START INFORMATION GIVEN

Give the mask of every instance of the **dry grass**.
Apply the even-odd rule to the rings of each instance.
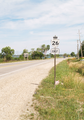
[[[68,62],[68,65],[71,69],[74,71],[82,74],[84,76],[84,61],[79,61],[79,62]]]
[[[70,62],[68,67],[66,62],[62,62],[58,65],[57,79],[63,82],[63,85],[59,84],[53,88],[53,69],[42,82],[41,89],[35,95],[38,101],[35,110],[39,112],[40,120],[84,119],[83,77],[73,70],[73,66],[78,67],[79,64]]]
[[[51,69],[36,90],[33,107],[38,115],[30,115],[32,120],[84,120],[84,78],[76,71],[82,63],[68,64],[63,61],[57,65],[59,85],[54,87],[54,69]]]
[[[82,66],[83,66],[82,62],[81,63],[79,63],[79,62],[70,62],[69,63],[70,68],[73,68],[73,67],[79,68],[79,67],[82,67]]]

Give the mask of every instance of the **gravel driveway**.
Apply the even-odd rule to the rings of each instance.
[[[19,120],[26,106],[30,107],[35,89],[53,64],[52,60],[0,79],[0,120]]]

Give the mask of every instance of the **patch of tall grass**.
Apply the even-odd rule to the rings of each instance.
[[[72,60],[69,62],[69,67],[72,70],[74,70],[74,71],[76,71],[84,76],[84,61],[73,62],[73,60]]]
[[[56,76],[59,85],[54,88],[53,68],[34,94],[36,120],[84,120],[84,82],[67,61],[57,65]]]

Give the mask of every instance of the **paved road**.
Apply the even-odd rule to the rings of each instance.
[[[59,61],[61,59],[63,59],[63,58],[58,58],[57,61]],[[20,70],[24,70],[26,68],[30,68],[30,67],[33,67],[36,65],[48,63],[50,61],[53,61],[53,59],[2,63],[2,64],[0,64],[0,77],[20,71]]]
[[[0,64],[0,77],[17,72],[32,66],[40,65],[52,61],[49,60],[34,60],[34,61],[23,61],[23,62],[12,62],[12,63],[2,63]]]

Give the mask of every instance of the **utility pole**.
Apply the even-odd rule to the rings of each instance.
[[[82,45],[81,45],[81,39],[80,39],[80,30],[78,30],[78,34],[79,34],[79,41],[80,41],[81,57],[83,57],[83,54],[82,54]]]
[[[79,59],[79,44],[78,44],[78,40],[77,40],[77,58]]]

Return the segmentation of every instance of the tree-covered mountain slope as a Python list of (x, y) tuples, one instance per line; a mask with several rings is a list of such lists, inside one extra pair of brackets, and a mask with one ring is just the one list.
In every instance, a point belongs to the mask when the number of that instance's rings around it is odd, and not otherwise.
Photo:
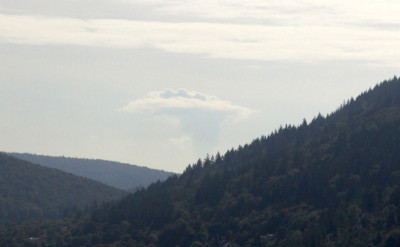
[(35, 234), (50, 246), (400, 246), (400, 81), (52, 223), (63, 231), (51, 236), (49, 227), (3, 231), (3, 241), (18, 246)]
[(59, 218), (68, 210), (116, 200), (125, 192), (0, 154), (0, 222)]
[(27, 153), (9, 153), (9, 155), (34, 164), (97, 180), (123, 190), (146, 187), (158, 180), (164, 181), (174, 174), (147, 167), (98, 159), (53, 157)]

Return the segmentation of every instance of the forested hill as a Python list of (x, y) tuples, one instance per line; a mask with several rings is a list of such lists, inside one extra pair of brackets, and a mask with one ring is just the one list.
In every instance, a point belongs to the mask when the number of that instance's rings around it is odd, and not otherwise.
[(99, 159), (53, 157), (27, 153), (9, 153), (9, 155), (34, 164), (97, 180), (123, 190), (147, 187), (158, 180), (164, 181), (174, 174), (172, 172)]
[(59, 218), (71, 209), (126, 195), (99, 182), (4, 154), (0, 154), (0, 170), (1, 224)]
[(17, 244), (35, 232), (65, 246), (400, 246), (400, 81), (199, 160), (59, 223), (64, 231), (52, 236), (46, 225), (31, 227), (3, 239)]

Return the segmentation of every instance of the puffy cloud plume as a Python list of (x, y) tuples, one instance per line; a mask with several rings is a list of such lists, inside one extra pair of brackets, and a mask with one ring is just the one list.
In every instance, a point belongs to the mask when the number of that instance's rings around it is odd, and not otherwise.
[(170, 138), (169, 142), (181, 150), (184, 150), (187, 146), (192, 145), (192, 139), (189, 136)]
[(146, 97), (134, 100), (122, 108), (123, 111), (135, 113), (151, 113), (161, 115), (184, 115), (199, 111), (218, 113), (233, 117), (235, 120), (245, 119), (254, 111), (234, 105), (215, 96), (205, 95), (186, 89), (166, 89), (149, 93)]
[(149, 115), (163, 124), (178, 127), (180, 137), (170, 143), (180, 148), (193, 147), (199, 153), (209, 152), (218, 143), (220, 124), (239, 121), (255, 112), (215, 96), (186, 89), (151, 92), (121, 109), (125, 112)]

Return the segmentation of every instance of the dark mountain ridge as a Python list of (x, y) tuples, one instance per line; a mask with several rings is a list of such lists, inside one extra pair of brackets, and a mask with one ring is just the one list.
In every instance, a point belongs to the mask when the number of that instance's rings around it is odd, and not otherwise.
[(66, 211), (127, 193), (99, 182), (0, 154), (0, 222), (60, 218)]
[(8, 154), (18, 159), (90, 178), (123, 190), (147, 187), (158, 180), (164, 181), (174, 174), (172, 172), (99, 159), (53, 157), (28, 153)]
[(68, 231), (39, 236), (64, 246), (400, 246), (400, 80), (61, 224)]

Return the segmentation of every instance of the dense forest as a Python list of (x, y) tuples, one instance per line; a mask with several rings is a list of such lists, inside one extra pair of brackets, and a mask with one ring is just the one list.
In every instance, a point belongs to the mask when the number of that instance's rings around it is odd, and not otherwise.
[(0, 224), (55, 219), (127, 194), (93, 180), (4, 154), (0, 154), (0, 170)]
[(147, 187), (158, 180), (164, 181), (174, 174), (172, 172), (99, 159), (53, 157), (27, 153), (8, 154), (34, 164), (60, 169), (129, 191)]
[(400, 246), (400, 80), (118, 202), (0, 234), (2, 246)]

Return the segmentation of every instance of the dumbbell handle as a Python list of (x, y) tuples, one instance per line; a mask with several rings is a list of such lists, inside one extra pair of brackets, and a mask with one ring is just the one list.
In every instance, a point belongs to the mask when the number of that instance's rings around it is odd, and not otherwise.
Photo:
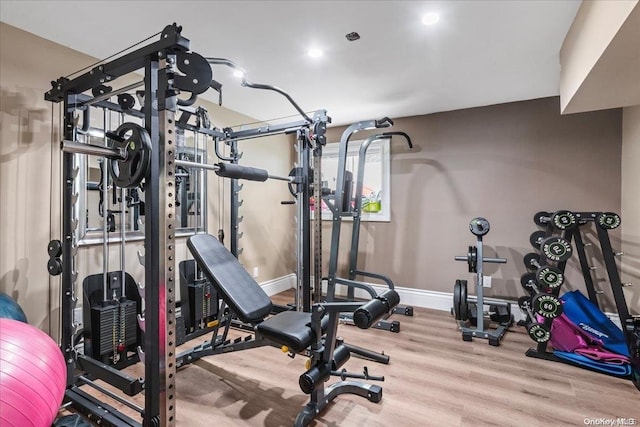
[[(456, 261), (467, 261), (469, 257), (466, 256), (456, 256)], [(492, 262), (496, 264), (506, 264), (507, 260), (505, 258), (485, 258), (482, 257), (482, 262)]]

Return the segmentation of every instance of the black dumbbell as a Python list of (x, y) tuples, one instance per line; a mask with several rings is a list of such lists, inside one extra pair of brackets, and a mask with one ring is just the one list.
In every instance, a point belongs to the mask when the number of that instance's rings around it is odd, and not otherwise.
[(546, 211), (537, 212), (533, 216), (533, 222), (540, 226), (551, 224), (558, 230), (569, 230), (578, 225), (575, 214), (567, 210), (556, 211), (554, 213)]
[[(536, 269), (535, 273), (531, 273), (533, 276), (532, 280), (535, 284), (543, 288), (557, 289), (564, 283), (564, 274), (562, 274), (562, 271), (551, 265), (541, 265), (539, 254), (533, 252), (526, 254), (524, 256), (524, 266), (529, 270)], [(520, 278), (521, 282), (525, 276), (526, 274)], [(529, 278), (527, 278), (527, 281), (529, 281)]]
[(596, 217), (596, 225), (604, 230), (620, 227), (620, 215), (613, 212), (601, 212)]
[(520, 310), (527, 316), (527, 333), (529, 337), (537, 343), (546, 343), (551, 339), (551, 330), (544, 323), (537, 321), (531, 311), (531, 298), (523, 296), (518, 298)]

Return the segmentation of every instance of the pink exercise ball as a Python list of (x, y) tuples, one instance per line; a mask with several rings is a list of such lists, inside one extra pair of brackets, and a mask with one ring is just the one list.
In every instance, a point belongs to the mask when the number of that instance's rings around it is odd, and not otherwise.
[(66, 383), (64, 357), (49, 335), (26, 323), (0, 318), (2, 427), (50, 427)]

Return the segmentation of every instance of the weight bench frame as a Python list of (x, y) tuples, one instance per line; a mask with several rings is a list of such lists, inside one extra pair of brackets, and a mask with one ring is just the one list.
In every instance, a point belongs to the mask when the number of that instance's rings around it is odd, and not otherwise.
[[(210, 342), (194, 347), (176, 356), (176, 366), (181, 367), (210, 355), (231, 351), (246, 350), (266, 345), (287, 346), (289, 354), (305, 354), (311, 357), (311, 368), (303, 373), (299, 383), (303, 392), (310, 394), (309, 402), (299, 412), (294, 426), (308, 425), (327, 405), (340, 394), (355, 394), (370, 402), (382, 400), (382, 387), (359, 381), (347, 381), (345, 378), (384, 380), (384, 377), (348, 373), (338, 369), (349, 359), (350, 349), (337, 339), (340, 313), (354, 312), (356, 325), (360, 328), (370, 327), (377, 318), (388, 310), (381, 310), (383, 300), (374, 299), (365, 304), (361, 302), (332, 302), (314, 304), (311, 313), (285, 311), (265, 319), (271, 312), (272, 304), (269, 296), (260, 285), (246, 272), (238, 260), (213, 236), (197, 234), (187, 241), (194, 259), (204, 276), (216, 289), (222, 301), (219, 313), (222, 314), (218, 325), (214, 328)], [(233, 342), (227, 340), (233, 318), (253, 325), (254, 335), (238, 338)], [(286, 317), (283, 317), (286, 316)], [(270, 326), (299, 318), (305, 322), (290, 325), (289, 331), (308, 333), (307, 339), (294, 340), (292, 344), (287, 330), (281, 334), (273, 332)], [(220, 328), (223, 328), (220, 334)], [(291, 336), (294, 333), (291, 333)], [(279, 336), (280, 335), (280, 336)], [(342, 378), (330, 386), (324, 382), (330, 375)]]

END INFORMATION GIVEN

- WORK INSTRUCTIONS -
Say how many lines in the records contain the word "grass". Nothing but the number is required.

- THE ANSWER -
2